## TEXTO DE LEITURA
===============

Cooperação contra o câncer

Segundo o Instituto Nacional do Câncer, Cuba é o único país da América Latina produzindo anticorpos monoclonais, que podem ser base de tratamentos de tumores malignos focados somente nas células doentes.

A cooperação científica entre Brasil e Cuba começou a funcionar em 2004 e é considerada fundamental para o tratamento contra o câncer. No ano anterior, o Presidente Luiz Inácio Lula da Silva visitou Cuba, ocasião em que foram assinados 12 instrumentos de cooperação em diversas áreas. A ideia da parceria é garantir o acesso de pacientes dos dois países a remédios e vacinas terapêuticas.

O ano de 2011 consolidou a parceria com quase 60 projetos de pesquisa e desenvolvimento. Um dos principais documentos é o que permite transferir tecnologia de Cuba para produzir o medicamento Heberprot-P, que pode reduzir em até 50% a amputação de pés em diabéticos. O diabetes causa a morte de cerca de 50 mil pessoas por ano no Brasil.

===============

## TAREFA ATRIBUÍDA 1
Liste todas as quantidades numéricas, exceto anos, citadas no texto sobre a cooperação contra o câncer, indicando a que cada uma se refere.
## TAREFA ATRIBUÍDA 2
Dê sequência ao texto sobre a cooperação contra o câncer a partir da última frase apresentada.

===============

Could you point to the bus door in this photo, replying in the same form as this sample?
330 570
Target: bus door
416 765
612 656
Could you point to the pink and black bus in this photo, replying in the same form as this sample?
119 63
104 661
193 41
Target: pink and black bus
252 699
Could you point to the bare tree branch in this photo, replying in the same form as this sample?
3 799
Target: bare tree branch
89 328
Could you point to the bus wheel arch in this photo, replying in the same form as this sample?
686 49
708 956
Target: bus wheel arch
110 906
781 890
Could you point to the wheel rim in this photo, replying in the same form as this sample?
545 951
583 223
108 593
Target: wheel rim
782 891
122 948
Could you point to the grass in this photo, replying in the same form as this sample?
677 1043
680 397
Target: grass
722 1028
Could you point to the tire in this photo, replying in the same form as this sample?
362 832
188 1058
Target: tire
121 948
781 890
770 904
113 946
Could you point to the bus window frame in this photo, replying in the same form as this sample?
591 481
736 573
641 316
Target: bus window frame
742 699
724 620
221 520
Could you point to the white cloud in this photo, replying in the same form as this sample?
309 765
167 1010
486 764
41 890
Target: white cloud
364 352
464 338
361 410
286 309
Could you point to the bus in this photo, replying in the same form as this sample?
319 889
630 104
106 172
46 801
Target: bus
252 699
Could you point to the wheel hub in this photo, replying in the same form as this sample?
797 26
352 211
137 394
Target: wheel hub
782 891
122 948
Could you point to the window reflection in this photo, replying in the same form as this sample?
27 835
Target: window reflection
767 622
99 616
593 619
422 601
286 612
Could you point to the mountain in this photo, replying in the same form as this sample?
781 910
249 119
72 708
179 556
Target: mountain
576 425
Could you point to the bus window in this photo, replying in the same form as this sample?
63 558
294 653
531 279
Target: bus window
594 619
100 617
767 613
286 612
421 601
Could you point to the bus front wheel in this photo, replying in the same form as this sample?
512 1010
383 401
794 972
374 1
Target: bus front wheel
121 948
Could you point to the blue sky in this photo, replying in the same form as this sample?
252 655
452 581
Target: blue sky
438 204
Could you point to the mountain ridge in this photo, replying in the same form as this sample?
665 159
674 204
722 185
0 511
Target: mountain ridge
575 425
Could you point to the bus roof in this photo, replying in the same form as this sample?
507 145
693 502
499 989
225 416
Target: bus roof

===============

## RESPOSTA 1
- 12: instrumentos de cooperação assinados em diversas áreas durante a visita do Presidente Luiz Inácio Lula da Silva a Cuba
- quase 60: projetos de pesquisa e desenvolvimento que consolidaram a parceria em 2011
- até 50%: redução possível na amputação de pés em diabéticos com o medicamento Heberprot-P
- cerca de 50 mil: pessoas mortas por ano no Brasil em decorrência do diabetes

## RESPOSTA 2
Mercosul e Unasul

O Instituto Nacional do Câncer, com sede no Rio de Janeiro, é designado pela Organização Mundial da Saúde como centro colaborador para o controle do tabaco na América do Sul. Mais do que um título, o Brasil assessora os países do Mercosul para a diminuição do tabagismo.

Há mais de 10 anos, as discussões dos ministros da Saúde do Mercosul incluem pesquisa e debate sobre o controle do tabaco. O Brasil foi o primeiro país da região a reconhecer a saúde como direito de todos e dever do Estado (artigos 196 a 200 da CF/88).

A Unasul, cujo tratado constitutivo foi assinado em 2008 e que engloba 12 países da América do Sul, tem, como propósitos basilares, um plano de integração regional mediante inclusão social, fortalecimento da democracia e redução das assimetrias.

Mais e mais, a saúde é protagonista e as estruturas em Redes do Conselho de Saúde da Unasul formam um caminho para estimular a cooperação e o desenvolvimento na região. Um dos oito conselhos da Unasul, o de Saúde, formado por ministros da Saúde dos Estados-membros, tem como foco fomentar a divulgação e o desenvolvimento de boas práticas de governança pública em saúde por meio de Grupos de Trabalhos e Redes Estruturantes.

Neste âmbito em 2010 foi criado o ISAGS-Instituto Sul-Americano de Governo em Saúde. Com sede no Rio de Janeiro, é um centro de altos estudos e debates em políticas públicas. A ideia é disponibilizar para os membros do Conselho de Saúde práticas relevantes para a gestão, promover intercâmbios e estimular o conhecimento e as inovações.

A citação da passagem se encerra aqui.